Excerpted data:
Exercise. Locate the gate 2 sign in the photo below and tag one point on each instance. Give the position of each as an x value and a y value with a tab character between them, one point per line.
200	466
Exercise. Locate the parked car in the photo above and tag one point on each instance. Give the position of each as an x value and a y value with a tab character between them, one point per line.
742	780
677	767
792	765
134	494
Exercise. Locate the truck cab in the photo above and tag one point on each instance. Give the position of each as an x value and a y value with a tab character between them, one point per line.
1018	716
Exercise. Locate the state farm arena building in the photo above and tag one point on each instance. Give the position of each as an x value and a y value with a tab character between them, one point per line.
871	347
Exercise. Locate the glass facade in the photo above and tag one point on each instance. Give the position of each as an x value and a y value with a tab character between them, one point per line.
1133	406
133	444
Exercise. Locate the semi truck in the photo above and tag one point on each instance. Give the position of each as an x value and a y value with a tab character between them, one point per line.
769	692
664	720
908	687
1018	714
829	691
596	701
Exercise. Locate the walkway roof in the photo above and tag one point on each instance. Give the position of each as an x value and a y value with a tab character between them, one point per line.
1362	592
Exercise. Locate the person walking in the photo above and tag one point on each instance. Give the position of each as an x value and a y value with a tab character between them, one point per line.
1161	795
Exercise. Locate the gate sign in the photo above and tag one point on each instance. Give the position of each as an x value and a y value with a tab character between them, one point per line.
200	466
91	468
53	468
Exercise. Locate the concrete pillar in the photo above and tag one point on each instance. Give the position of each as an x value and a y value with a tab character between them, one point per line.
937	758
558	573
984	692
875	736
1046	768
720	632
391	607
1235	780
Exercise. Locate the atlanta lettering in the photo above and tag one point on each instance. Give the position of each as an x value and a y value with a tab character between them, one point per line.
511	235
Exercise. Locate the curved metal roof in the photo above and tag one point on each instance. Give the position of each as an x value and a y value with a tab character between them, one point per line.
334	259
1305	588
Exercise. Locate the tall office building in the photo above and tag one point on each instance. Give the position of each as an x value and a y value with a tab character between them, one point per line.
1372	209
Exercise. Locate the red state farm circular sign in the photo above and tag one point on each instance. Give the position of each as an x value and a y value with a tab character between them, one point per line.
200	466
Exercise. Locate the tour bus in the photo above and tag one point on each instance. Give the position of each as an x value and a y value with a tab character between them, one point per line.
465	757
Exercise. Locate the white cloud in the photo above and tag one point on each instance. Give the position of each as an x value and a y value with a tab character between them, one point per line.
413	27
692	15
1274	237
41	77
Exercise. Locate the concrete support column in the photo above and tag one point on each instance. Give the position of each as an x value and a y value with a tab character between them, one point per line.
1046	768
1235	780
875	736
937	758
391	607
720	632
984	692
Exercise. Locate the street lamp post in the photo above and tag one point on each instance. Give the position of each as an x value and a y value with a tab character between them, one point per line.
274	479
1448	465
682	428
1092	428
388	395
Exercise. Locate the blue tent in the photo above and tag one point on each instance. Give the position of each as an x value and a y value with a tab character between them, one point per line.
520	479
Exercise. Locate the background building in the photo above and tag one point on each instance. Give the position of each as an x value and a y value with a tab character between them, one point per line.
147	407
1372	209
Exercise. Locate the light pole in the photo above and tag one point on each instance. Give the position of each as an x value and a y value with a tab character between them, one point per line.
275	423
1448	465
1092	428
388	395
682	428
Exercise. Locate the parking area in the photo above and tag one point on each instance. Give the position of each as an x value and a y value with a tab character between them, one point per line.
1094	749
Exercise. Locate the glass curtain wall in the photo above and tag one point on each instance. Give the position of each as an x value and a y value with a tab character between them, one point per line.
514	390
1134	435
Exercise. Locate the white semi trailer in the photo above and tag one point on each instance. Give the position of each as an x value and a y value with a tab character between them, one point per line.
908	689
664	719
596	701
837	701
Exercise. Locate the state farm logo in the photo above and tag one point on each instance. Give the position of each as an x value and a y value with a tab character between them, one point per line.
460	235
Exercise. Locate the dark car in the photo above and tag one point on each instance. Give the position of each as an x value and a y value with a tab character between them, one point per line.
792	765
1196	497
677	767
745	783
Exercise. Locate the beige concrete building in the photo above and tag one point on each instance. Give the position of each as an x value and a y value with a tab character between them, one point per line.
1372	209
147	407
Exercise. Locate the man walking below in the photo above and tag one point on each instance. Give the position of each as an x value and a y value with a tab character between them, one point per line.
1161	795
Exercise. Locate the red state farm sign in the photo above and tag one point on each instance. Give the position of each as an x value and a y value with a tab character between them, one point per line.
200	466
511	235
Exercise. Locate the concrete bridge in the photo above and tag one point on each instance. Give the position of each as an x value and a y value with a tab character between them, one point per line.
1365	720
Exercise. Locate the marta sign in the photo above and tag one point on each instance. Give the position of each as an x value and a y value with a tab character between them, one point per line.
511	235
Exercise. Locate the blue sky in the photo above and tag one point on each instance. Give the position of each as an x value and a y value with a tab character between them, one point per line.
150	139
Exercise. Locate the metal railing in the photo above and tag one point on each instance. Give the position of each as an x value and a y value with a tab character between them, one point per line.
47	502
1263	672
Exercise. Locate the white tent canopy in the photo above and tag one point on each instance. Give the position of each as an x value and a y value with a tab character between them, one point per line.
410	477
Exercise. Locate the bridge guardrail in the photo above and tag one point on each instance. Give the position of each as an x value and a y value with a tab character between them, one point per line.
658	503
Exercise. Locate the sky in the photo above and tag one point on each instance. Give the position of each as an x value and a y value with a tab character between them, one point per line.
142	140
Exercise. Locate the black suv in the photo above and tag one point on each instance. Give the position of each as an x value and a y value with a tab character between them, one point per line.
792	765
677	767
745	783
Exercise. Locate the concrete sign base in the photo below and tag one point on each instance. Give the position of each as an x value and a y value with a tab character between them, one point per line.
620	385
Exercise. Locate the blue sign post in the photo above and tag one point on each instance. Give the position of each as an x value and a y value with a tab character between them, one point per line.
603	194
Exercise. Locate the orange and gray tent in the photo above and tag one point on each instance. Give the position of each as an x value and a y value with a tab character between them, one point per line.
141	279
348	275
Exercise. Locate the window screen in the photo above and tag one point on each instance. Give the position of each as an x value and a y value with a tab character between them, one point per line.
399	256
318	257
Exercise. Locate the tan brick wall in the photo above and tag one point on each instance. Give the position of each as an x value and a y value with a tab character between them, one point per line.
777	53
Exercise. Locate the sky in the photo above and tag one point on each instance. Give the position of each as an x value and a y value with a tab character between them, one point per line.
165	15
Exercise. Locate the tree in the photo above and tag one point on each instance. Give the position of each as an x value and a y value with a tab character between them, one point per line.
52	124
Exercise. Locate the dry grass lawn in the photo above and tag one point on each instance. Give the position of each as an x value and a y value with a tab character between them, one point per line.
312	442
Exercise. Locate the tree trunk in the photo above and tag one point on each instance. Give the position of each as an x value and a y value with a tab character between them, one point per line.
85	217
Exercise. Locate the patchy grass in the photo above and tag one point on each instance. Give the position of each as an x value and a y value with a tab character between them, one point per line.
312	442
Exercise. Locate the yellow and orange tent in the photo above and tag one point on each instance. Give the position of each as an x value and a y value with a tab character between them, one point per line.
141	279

Exercise directions: Output every entry exactly.

Exercise output:
Exercise. Locate the gate 2 sign in the photo below and tag one point on each instance. Give the position of each as an x value and a y value with a tab character between them, one point per line.
200	466
Exercise. Locate the parked car in the photo above and tag one point on each instance. Give the position of each as an x value and a y value with a tab character between them, one point per line.
742	780
677	767
792	765
134	494
Exercise. Locate the truck cab in the photo above and tag one point on each instance. Give the position of each as an x value and a y value with a tab character between them, one point per line.
1018	716
Exercise. Locate the state farm arena building in the photo above and tag one point on each instance. Give the position of each as an x value and a y value with a tab character between them, one point per line.
871	347
Exercise. Locate the glass facade in the photo above and tag one point on each instance. Give the position of each as an x value and a y value with a tab character between them, one point per line.
1133	406
133	444
Exercise. Locate the semi truck in the photo above and tag one point on each instance. Give the position of each as an x value and a y value with a tab character between them, one point per line.
769	692
664	720
908	687
1018	714
829	691
596	701
Exercise. Locate the walkway roof in the photo above and tag one point on each instance. Give the position of each as an x value and a y value with a tab character between them, one point per line.
1362	592
Exercise. Locate the person walking in the photo above and tag one point on each instance. Give the position of each as an x value and a y value with a tab character between them, one point per line.
1161	795
Exercise. Locate the gate sign in the photo above and tag one point on each instance. Give the position of each as an x value and a y value with a tab character between them, one point per line.
200	466
91	468
53	468
Exercise. Locate the concrete pillar in the photo above and tag one point on each instance. Give the position of each as an x value and a y value with a tab character between them, one point per line.
937	758
558	573
984	692
875	736
1046	768
720	632
391	607
1235	780
Exercise. Locate the atlanta lettering in the photo above and tag one point on each instance. Give the position of each as an x value and a y value with a tab character between them, one point per line.
511	235
Exercise. Locate the curved metal roof in the photo above and tag one point on each instance. Give the position of each as an x value and a y value with a tab character between them, one point per line.
334	259
1305	588
Exercise. Locate the tall office building in the photo above and tag one point on each instance. Give the position of each as an x value and a y value with a tab character between them, one point per line.
1372	209
Exercise. Locate the red state farm circular sign in the photo above and tag one point on each instance. Give the position of each as an x value and a y value with a tab character between them, one point per line.
200	466
Exercise. Locate the tour bus in the photo above and tag one point on each instance. Give the position of each as an x value and a y value with a tab character between them, one point per line.
465	757
Exercise. Locate the white cloud in the photo above and tag one point on each instance. Give the position of each as an x value and a y value with a tab character between them, one point per line.
413	27
692	15
1274	237
41	77
Exercise. Locate the concrete support column in the photo above and tag one point on each instance. Give the position of each as an x value and a y value with a tab character between them, one point per line.
1046	768
1235	780
875	736
937	758
391	607
720	632
984	692
Exercise. Locate the street lamp post in the photo above and tag one point on each instance. Give the position of each as an x value and a y value with a tab character between them, one point per line.
274	479
1448	465
682	428
1092	428
388	395
Exercise. Locate the blue tent in the photo above and tag one point on each instance. Give the position of each as an x value and a y value with a tab character between them, one point per line.
520	479
Exercise. Locate the background building in the photo above and tag one point on each instance. Give the position of each as an x value and a y value with a tab character between them, one point per line.
147	407
1372	209
Exercise. Locate the light pole in the photo above and tag one point on each instance. Give the position of each as an x value and a y value with a tab character between them, one point per line.
275	423
1448	465
1092	428
388	395
682	428
Exercise. Locate the parking area in the photo above and tag one point on each instance. Give the position of each as an x value and a y value with a tab character between them, one point per line.
1094	749
Exercise. Locate the glass curtain wall in the photo above and tag one point on each instance. Give the position of each as an x value and a y value with a tab character between them, one point per line.
514	390
1134	435
Exercise. Locate the white semi trailer in the photo above and tag one point on each instance. Give the position of each as an x value and a y value with a tab character between them, one point per line.
908	689
664	719
596	701
837	701
Exercise. Locate the state farm logo in the photo above and tag one point on each instance. Give the position of each as an x value and a y value with a tab character between them, one point per line.
460	235
Exercise. Locate the dark car in the photo above and tag one point on each instance. Give the position of each as an x value and a y value with a tab character between them, one point per line.
792	765
1196	497
677	767
745	783
Exercise. Locate the beige concrete building in the photo above and tag one point on each instance. Give the position of each as an x value and a y value with a tab character between them, one point per line.
1372	209
147	407
Exercise. Locate the man walking below in the photo above and tag one point on each instance. Give the position of each as an x value and a y value with a tab character between them, one point per line.
1161	795
Exercise. Locate the red state farm sign in the photo above and tag one point on each instance. Give the position of each as an x value and a y value with a tab character between them, one point per line.
200	466
511	235
Exercise. Locate the concrete bridge in the photo above and tag one point on each instance. Give the position of each as an x value and a y value with a tab character between them, one point per line.
1365	720
Exercise. Locate the marta sign in the photo above and tag one point on each instance. Give the position of each as an x value and a y value with a tab character between them, one point per line.
511	235
Exercise. Locate the blue sky in the photo above and tag one point on each instance. Give the position of each as an x value and a y value with a tab character between them, one point per line.
150	139
Exercise. Locate the metal railing in the photo above and tag one point on each instance. Give the position of each as an x value and a y value with a tab character between them, one point per line.
47	502
1263	672
Exercise. Locate the white tent canopy in the photo above and tag one point on each instance. Give the position of each as an x value and a y value with a tab character between them, one point per line.
410	477
Exercise. Locate the bridge guardrail in the photo above and tag one point on each instance. Give the position of each as an x value and a y value with a tab character between them, one point per line.
658	503
Exercise. Locate the sky in the photo above and tag one point on each instance. Give the position of each as an x value and a y value with a tab character between them, one point per line.
142	140
Exercise. Locate the black suv in the photo above and tag one point on each instance. Give the position of each as an x value and a y value with a tab character between them, one point per line.
792	765
677	767
745	783
Exercise. Locate the concrete sign base in the photo below and tag one point on each instance. Give the position of each as an x value and a y value with a tab character between them, one point per line.
620	385
Exercise. Locate the blue sign post in the photo above and tag one point on each instance. Give the position of each as an x value and a y value with a tab character between them, one point per line.
603	194
Exercise. Locate the orange and gray tent in the photo above and tag one point on each instance. Give the position of each as an x value and a y value with a tab character between them, one point per line.
141	279
348	275
Exercise. Locate the window screen in the photo above and tag one point on each instance. Give the position of each as an x value and a y value with a tab character between them, one point per line.
399	256
318	257
Exercise. Locate the tan brick wall in the photo above and tag one point on each instance. Give the position of each as an x value and a y value with a tab character between them, one point per line.
777	53
Exercise. Locate the sky in the photo above and tag one point on each instance. Give the position of each as an x value and a y value with a tab character between them, one point per line.
165	15
Exercise. Locate the tree in the photo above and tag one point on each instance. Give the position of each as an x value and a y value with a tab character between them, one point per line.
52	124
Exercise. Locate the dry grass lawn in the photo above and tag one point on each instance. Give the position of each as an x value and a y value with a tab character between them, one point per line.
312	442
Exercise. Locate the tree trunk in the photo above and tag one point on each instance. Give the position of each as an x value and a y value with a tab character between them, one point per line.
85	217
Exercise. Locate the patchy grass in the photo above and tag one point on each instance. Give the position of each as an x value and a y value with a tab character between them, one point per line.
312	442
Exercise. Locate the yellow and orange tent in the photo above and tag one point on each instance. Give the position of each as an x value and a y value with a tab character between them, one point per line.
141	279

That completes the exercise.